Find the line containing "the rear door". Retype it and every line after it through the end of the entries, exactly as written, with nothing added.

[Natural language region descriptions]
Start of Block
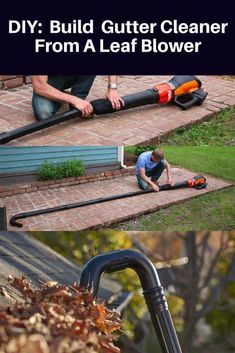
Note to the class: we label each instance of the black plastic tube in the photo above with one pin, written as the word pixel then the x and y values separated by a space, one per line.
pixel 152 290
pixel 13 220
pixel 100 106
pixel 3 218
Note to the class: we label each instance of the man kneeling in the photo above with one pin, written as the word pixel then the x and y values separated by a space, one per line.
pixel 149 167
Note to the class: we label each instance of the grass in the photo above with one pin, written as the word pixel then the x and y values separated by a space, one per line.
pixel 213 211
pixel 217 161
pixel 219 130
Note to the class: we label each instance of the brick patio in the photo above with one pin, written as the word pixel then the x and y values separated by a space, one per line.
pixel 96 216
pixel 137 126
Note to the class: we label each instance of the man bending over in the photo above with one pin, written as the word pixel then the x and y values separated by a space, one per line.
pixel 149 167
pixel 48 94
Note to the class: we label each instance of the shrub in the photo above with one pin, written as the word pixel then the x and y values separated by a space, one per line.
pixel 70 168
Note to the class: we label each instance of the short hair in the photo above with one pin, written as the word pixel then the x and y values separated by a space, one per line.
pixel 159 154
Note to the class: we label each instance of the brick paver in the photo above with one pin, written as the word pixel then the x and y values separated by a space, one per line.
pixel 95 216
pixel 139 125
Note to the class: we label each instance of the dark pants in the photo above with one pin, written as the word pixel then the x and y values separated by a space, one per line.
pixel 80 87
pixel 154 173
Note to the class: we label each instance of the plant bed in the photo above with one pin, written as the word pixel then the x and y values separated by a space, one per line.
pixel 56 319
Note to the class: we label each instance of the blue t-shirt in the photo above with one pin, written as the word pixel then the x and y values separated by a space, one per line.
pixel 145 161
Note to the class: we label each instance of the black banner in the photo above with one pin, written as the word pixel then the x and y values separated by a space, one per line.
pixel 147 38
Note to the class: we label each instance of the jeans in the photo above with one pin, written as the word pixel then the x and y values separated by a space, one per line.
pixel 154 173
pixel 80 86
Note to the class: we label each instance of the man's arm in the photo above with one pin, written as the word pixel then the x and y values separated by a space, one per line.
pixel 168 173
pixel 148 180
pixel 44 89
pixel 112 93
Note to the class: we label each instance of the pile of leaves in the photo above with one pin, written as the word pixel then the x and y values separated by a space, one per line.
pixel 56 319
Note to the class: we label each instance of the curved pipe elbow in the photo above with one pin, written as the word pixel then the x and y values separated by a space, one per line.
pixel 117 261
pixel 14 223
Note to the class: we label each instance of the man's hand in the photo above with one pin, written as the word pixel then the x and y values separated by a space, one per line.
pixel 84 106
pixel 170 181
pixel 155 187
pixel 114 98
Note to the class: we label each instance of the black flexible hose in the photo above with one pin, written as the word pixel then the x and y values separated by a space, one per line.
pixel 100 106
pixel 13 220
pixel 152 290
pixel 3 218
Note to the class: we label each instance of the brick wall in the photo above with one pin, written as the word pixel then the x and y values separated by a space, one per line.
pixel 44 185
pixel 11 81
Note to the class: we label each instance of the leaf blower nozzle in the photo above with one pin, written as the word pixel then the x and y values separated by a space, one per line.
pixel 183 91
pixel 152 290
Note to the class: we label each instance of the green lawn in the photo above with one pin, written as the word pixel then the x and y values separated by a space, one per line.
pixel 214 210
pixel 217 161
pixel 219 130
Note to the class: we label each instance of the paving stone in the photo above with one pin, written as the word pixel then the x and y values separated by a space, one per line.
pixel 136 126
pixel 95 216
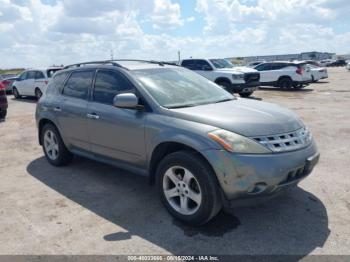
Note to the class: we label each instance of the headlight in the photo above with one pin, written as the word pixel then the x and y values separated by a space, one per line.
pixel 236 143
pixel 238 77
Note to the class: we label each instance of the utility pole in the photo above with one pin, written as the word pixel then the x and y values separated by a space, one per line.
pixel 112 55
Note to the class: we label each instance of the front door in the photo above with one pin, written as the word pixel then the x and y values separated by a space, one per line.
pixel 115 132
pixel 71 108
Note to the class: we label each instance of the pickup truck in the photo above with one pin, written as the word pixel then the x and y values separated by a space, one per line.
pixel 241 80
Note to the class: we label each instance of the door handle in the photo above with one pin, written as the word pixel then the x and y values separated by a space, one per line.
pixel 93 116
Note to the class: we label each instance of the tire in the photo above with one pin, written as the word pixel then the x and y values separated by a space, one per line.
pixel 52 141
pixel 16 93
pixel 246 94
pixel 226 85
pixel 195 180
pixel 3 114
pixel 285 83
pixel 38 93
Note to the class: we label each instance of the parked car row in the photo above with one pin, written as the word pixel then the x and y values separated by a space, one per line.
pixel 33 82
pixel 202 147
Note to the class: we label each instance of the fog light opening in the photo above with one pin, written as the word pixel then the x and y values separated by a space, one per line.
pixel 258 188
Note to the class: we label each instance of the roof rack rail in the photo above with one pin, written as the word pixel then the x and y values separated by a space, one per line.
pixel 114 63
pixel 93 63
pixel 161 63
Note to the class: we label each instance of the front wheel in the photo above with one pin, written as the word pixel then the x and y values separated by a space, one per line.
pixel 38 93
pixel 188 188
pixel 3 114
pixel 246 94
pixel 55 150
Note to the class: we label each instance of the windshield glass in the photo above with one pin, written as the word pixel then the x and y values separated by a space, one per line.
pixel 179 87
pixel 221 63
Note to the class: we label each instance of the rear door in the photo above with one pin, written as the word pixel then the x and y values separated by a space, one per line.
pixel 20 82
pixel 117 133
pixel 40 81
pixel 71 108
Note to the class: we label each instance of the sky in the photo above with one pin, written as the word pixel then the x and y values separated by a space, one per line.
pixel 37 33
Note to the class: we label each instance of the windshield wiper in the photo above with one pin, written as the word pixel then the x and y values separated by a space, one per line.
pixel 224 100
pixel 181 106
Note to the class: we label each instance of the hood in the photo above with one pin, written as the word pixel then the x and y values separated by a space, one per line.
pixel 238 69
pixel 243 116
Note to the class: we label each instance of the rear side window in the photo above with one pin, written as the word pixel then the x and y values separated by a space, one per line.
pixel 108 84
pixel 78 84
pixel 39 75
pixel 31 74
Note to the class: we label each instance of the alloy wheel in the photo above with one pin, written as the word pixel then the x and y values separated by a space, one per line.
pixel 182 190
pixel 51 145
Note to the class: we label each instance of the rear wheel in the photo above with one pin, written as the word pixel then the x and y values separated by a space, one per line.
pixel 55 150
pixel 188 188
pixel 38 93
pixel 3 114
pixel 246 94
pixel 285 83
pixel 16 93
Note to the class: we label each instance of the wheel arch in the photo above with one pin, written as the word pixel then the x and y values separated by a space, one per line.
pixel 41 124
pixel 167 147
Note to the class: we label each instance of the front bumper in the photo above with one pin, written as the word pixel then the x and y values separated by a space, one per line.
End of Block
Finished exercise
Note to the class: we label each instance of the rear door in the photo above with one pin, written as the word pixel then the x and y values separated by a space, one per line.
pixel 20 82
pixel 117 133
pixel 40 81
pixel 71 108
Note to the class: we label each instance of the sky in the photo above with one pin, written as the word pixel then the x and y values separated by a space, one per line.
pixel 37 33
Note to the class: we label each instance of the windshield wiper in the photo above with one pin, written as the word pixel then the x and y values separated by a space, one per line.
pixel 224 100
pixel 181 106
Note to the class: we label each instance of the hood in the photo above with one pin, written as the word pixel then the x and y values separated by a space, one per line.
pixel 238 69
pixel 243 116
Note to the class: we label each instance of the rear side window in the photo above with one pin, written as the word pixel then the x and y values separated by a space, one per line.
pixel 108 84
pixel 78 84
pixel 39 75
pixel 31 74
Note to the class: we label each instance of the alloy wheel in the photo above with one pin, written as the word pixel then the x and y values separated by a space, one per line.
pixel 182 190
pixel 51 145
Note to the class: we label each instance of the rear wheel in the photo above with one pin, written as the word pixel then the x and y values separated by a space, one per line.
pixel 55 150
pixel 188 188
pixel 38 93
pixel 3 114
pixel 246 94
pixel 285 83
pixel 16 93
Note to the class: we label each instance of the wheel arch in the photo above with one pin, written as the word pixel then the x and y values separated by a space, one per line.
pixel 41 124
pixel 167 147
Note to the class: we label each instance of the front bumper in the photo above with one pin, written as the word pixel then the x and y values separated by a space, one per line.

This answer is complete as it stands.